**Tarefas a cumprir**
A. No editorial sobre indexações e fatores de impacto, o que se faz hoje por meio desse conjunto de critérios?
B. Escreva a continuação do editorial sobre indexações e fatores de impacto a partir da última frase apresentada.

**Texto do exercício**
◆ ◆ ◆

Harley E. A. Bicas
DOI: 10.1590/S0004-27492009000300001
EDITORIAL
Sobre uma política equivocada
Harley E. A. Bicas
Entre os variados assuntos sobre os quais pode incidir a conveniência de comentários em editoriais de uma revista científica brasileira, alguns são mais reiteradamente suscitados, tais como o dos significados e consequências das chamadas indexações e fatores de impacto. Com efeito, eles compõem um conjunto de critérios pelos quais hoje se faz a avaliação de qualidade das publicações dessa natureza e, portanto, representam-lhes valores de interesse genuíno, factual. Simplesmente, não podem ser ignorados. Assim, embora em muitas ocasiões já se haja abordado essa temática e afins, nova oportunidade aparece para que a ela se retorne.

◆ ◆ ◆

**Registros do material**
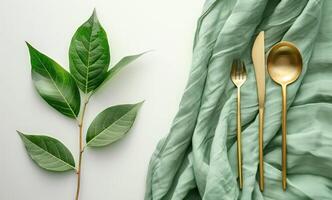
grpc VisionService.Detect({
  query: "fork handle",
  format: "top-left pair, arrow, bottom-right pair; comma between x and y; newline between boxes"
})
236,87 -> 243,189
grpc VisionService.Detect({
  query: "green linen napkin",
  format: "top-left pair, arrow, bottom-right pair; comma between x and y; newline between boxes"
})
145,0 -> 332,200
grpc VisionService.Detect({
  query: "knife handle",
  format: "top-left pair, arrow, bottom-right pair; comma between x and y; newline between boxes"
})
258,107 -> 264,192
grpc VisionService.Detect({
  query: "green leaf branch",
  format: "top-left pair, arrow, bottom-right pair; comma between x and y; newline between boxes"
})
17,11 -> 146,200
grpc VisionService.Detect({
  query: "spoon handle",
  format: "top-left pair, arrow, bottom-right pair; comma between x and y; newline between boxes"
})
236,87 -> 243,189
282,85 -> 287,191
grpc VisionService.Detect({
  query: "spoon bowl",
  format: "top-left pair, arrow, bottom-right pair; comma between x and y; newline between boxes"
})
267,42 -> 302,86
267,42 -> 302,190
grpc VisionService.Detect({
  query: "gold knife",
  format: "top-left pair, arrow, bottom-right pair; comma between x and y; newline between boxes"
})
251,31 -> 265,191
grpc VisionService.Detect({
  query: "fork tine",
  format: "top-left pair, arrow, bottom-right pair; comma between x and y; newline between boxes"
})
231,60 -> 237,77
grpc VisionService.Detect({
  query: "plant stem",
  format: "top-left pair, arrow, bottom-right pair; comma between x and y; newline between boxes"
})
75,98 -> 89,200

◆ ◆ ◆

**Suas respostas**
A. Por meio desse conjunto de critérios se faz hoje a avaliação de qualidade das publicações científicas.

B.
Uma especificação no período inicial talvez chame a atenção: "...revista científica brasileira". Por que "brasileira"? As dos demais países não seriam, igualmente, sujeitas às mesmas normas e condições? Não são elas universais e consensuais? Sim e não! "Sim", porque a idéia do fator de impacto, simples e objetiva, ainda que arbitrariamente proposta (seu próprio autor já admitiu os problemas que ela poderia trazer) está bem defendida e arraigada. Conquanto possa não convir às necessidades de países "emergentes", nem à realidade de suas revistas científicas, impôs-se de tal modo que se torna quixotesca qualquer tentativa de mudá-la. Por outro lado, "não", porque no Brasil as condições de valorização desses critérios ganharam uma conotação desproporcional às suas dimensões biblioteconômicas, passando a nortear políticas de fomento científico e a conduzir produções acadêmicas. Pior: agudizaram-se ultimamente. Realmente, os conceitos de indexação de uma revista científica e de seus fatores de impacto são os sustentáculos pelos quais ela é classificada pelo "Qualis".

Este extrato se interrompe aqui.